Segmentation mask data
====================
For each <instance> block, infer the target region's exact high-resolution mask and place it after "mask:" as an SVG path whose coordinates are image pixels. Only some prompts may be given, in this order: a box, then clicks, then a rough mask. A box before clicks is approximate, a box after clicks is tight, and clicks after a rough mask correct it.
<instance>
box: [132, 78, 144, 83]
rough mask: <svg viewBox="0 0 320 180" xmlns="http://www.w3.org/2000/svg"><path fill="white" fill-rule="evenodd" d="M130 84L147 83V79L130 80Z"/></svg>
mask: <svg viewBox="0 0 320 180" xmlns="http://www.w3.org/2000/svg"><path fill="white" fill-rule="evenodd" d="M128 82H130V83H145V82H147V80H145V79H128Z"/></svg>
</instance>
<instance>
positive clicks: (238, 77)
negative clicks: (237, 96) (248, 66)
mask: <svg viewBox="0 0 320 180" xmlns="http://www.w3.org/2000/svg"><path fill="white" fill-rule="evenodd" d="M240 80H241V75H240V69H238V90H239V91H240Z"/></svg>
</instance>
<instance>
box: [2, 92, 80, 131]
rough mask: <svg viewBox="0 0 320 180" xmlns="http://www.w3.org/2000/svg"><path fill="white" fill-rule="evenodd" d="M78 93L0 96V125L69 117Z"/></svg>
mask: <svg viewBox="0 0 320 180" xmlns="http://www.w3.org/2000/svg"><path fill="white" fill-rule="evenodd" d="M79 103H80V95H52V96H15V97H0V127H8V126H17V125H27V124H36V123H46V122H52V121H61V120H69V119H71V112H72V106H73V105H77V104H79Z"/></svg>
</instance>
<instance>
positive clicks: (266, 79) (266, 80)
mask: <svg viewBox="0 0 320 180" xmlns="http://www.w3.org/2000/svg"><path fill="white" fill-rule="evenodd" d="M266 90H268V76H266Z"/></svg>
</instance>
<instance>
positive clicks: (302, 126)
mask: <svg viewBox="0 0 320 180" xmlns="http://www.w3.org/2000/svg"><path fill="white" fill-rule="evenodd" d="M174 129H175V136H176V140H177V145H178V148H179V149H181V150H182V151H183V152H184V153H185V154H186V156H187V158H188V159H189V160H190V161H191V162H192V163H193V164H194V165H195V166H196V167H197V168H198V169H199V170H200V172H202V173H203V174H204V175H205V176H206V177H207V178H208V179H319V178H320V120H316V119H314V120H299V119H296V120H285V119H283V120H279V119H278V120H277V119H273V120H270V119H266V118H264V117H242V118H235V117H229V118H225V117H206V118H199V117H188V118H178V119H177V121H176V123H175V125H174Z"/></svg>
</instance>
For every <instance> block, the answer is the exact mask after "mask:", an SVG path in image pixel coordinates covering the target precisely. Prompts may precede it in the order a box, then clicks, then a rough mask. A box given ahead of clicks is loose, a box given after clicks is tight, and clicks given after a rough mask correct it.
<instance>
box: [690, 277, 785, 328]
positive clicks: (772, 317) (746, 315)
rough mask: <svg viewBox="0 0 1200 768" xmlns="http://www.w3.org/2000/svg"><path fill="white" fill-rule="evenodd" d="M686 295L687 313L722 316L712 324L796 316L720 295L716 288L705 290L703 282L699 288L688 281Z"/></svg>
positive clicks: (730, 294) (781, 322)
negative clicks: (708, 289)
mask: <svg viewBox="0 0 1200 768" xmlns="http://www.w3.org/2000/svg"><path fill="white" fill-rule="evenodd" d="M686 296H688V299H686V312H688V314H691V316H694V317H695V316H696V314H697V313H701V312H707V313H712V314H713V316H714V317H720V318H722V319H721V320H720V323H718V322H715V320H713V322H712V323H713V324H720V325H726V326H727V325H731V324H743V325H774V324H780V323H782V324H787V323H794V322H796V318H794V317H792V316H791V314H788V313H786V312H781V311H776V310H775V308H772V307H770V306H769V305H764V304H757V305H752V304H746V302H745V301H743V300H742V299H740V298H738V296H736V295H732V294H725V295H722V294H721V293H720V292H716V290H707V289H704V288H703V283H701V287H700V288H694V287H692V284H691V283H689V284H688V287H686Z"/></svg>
====================
» EXERCISE GOAL: The records above must be retyped in full, exactly.

» EXERCISE SOLUTION:
For each <instance> block, infer the target region's exact high-resolution mask and place it after "mask:" as an SVG path whose coordinates are image pixels. Only some prompts may be given, in this order: a box, then clicks, then a rough mask. A box before clicks is approximate, a box after clicks is tight, and clicks after a rough mask correct it.
<instance>
box: [132, 78, 144, 83]
rough mask: <svg viewBox="0 0 320 180" xmlns="http://www.w3.org/2000/svg"><path fill="white" fill-rule="evenodd" d="M130 84L147 83V79L130 80Z"/></svg>
mask: <svg viewBox="0 0 320 180" xmlns="http://www.w3.org/2000/svg"><path fill="white" fill-rule="evenodd" d="M128 82H130V83H145V82H147V80H145V79H128Z"/></svg>
</instance>
<instance>
positive clicks: (238, 77)
negative clicks: (237, 96) (248, 66)
mask: <svg viewBox="0 0 320 180" xmlns="http://www.w3.org/2000/svg"><path fill="white" fill-rule="evenodd" d="M240 80H241V75H240V69H238V90H239V91H240Z"/></svg>
</instance>
<instance>
box: [2, 92, 80, 131]
rough mask: <svg viewBox="0 0 320 180" xmlns="http://www.w3.org/2000/svg"><path fill="white" fill-rule="evenodd" d="M78 93L0 96V125L69 117Z"/></svg>
mask: <svg viewBox="0 0 320 180" xmlns="http://www.w3.org/2000/svg"><path fill="white" fill-rule="evenodd" d="M79 103H80V95H52V96H15V97H0V127H8V126H17V125H27V124H36V123H46V122H52V121H61V120H69V119H71V112H72V106H73V105H77V104H79Z"/></svg>
</instance>
<instance>
positive clicks: (266, 79) (266, 80)
mask: <svg viewBox="0 0 320 180" xmlns="http://www.w3.org/2000/svg"><path fill="white" fill-rule="evenodd" d="M266 90H268V76H266Z"/></svg>
</instance>
<instance>
positive clicks: (302, 126)
mask: <svg viewBox="0 0 320 180" xmlns="http://www.w3.org/2000/svg"><path fill="white" fill-rule="evenodd" d="M174 129H175V136H176V140H177V145H178V148H179V149H181V150H182V151H183V152H184V153H185V154H186V156H187V158H188V159H189V160H190V161H191V162H192V163H193V164H194V165H195V166H196V167H197V168H198V169H199V170H200V172H202V173H203V174H204V175H205V176H206V177H207V178H208V179H319V178H320V120H316V119H314V120H299V119H296V120H285V119H283V120H279V119H278V120H277V119H273V120H270V119H266V118H264V117H242V118H235V117H229V118H225V117H206V118H199V117H188V118H178V119H177V121H176V123H175V125H174Z"/></svg>
</instance>
For every <instance> block, the answer is the exact mask after "mask:", an SVG path in image pixel coordinates covering the target precisely. Prompts may precede it in the order a box, then clicks, then a rough mask. A box given ahead of clicks is loose, a box given after clicks is tight, and clicks given after a rough mask correct it.
<instance>
box: [690, 277, 785, 328]
positive clicks: (772, 317) (746, 315)
rough mask: <svg viewBox="0 0 1200 768" xmlns="http://www.w3.org/2000/svg"><path fill="white" fill-rule="evenodd" d="M686 295L687 313L722 316L712 324L796 316L720 295L716 288L705 290L703 282L699 288L688 281Z"/></svg>
positive clicks: (730, 294) (781, 322)
negative clicks: (708, 289)
mask: <svg viewBox="0 0 1200 768" xmlns="http://www.w3.org/2000/svg"><path fill="white" fill-rule="evenodd" d="M686 296H688V299H686V312H688V314H691V316H694V317H695V316H696V314H697V313H701V312H707V313H712V314H713V316H714V317H720V318H722V319H721V320H720V323H718V322H715V320H713V322H712V323H713V324H720V325H726V326H727V325H731V324H743V325H774V324H780V323H782V324H787V323H794V322H796V318H794V317H792V316H791V314H788V313H786V312H781V311H776V310H775V308H772V307H770V306H769V305H764V304H757V305H752V304H746V302H745V301H743V300H742V299H740V298H738V296H736V295H732V294H725V295H722V294H721V293H720V292H716V290H707V289H704V288H703V283H701V287H700V288H694V287H692V284H691V283H689V284H688V287H686Z"/></svg>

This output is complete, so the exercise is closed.